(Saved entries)
• • • • •
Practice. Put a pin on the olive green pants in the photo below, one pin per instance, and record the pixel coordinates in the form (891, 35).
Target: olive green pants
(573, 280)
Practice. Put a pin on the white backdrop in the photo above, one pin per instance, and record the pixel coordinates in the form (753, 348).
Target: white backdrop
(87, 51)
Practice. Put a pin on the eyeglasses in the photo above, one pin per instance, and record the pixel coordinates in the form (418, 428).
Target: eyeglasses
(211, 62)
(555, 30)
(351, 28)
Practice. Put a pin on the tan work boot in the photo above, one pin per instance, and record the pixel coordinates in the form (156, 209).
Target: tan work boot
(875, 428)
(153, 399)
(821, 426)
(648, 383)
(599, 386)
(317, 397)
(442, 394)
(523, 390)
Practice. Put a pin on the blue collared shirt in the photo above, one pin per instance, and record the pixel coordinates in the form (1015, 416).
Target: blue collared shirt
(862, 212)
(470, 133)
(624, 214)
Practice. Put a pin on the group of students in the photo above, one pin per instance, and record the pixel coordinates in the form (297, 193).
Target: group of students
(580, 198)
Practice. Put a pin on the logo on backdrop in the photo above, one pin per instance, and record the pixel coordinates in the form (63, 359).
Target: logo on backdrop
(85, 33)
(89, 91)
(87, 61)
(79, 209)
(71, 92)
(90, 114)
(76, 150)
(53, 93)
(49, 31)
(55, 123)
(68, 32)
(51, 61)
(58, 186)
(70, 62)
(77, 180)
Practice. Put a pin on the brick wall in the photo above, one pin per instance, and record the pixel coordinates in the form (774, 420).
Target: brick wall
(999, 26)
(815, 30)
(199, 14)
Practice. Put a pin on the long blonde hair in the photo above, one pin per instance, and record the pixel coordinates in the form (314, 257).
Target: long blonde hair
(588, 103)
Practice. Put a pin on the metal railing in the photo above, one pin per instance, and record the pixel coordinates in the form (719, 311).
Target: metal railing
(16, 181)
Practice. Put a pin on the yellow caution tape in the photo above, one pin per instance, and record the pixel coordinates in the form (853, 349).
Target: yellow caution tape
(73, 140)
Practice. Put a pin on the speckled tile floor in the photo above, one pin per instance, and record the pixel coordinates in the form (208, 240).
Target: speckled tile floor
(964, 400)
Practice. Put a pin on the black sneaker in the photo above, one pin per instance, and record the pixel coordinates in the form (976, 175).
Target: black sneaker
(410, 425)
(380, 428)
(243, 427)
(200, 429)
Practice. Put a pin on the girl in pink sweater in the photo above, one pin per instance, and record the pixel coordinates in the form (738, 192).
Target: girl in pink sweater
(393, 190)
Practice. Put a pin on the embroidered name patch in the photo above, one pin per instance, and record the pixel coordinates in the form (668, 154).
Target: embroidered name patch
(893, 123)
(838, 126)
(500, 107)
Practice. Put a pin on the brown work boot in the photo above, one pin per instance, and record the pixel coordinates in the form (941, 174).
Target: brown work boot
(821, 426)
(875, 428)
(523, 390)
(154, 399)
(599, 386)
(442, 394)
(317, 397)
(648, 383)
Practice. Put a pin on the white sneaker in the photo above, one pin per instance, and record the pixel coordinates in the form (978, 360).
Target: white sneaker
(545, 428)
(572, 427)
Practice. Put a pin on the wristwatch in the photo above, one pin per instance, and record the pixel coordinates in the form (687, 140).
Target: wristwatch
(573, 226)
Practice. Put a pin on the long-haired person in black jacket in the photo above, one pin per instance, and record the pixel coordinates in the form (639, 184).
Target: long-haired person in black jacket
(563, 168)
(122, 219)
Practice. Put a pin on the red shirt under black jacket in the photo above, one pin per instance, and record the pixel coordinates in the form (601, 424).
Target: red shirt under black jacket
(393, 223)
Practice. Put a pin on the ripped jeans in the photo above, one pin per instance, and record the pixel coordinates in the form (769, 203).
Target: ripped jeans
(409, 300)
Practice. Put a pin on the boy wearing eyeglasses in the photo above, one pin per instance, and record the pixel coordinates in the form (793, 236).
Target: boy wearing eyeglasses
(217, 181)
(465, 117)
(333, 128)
• • • • •
Task prompt
Write out the entries above word for word.

Response to the exercise
Practice. Put a pin on the olive green pants in the photo below, one pin per instance, and record the pixel coordinates in the form (891, 35).
Target: olive green pants
(573, 280)
Practice. Put a pin on the white backdrop in the photo above, one pin per instance, and record the pixel coordinates in the form (753, 348).
Target: white backdrop
(87, 51)
Practice. Put a pin on the eyeglasses in the photo above, one pin per instance, and record the pixel coordinates in the form (418, 428).
Target: eyeglasses
(211, 62)
(555, 30)
(351, 28)
Practice. Put a pin on the tan work boot in the photo above, one pin per instance, and record the pixel coordinates in the form (156, 209).
Target: tan work boot
(875, 428)
(153, 399)
(821, 426)
(648, 383)
(599, 386)
(317, 397)
(442, 394)
(523, 390)
Practice. Put a pin on the blue collared shirt in the photo above, one pin per instance, and record the pixel coordinates in the form (1015, 416).
Target: blue collared shirt
(862, 212)
(470, 133)
(624, 214)
Practice. Put a pin on the group of students in the photo above, one pin per instance, and record the pixel coordinates in the form (297, 193).
Target: group of students
(580, 198)
Practice. Put a pin on the logo on backdrop in the photo above, one pin per instance, and record the pixel coordinates in the form (63, 359).
Target: logo on backdrop
(85, 33)
(89, 91)
(87, 61)
(79, 209)
(71, 92)
(90, 114)
(76, 150)
(53, 93)
(49, 31)
(55, 123)
(68, 32)
(51, 61)
(58, 186)
(70, 62)
(77, 180)
Practice. Put a pin on the brick wall in the photo above, one pin per instance, and record the pixel coordinates in the form (774, 420).
Target: brick wall
(999, 26)
(815, 30)
(199, 14)
Practice. Put a pin on the long blonde hair in the photo above, one pin per instance, and record the pixel coordinates in the form (314, 257).
Target: long blonde hair
(588, 103)
Practice. Put a pin on the metal railing in the photo above, one pin per instance, and record the pixel coordinates in the form (719, 311).
Target: metal railing
(16, 181)
Practice. Put a pin on the yellow caution tape in the photo above, one pin per instance, and record the pixel coordinates in the form (853, 349).
Target: yellow caution tape
(73, 140)
Practice. Put a pin on the speckled tile floor in the photo above, one pin per instance, and record the pixel coordinates in the form (208, 240).
Target: speckled tile floor
(964, 400)
Practice. Put a pin on the black sneaker in the photo above, one pin per instance, and record the pixel coordinates in the form (976, 175).
Target: black sneaker
(410, 425)
(380, 428)
(243, 427)
(200, 429)
Practice. Put a pin on the girl in pink sweater in the photo above, one pin per instance, and record the pixel coordinates in the form (738, 192).
Target: girl in pink sweater
(393, 190)
Practice. Put a pin on the embroidered name patch in the photo above, one pin per instance, and record the pixel coordinates in the form (668, 154).
Target: embroidered name patch
(893, 123)
(838, 126)
(500, 107)
Practice. Put a pin on the brown work boot in the photo above, one pin per instance, and record the pixel coordinates in the form (941, 174).
Target: brown work boot
(821, 426)
(875, 428)
(523, 390)
(154, 399)
(599, 386)
(442, 394)
(317, 397)
(648, 383)
Practice. Put a pin on the white sneaker in the photo above, one pin per instance, and record the pixel coordinates in the form (978, 360).
Target: white sneaker
(545, 428)
(572, 427)
Practice. Put a pin on the wristwatch in the photo above, one pin per instance, and record the pixel coordinates in the form (687, 140).
Target: wristwatch
(573, 226)
Practice. Put a pin on the long-haired person in black jacket in the photo above, one pin per instance, and record the pixel coordinates in the form (639, 184).
Target: long-haired person in black jacket
(563, 168)
(122, 219)
Practice. Put a pin on the red shirt under black jacket in the photo above, one pin per instance, and record the pixel coordinates in the form (601, 424).
Target: red shirt under black jacket
(393, 223)
Practice. Put a pin on the ripped jeans in the photo above, one pin per instance, and record the pixel coordinates in the form (769, 203).
Target: ripped jeans
(409, 300)
Practice. Put a pin on the boy wearing eyeglasses in the photo above, one pin per instance, and record the pixel coordinates in the form (793, 236).
Target: boy wearing eyeglasses
(217, 181)
(465, 117)
(333, 128)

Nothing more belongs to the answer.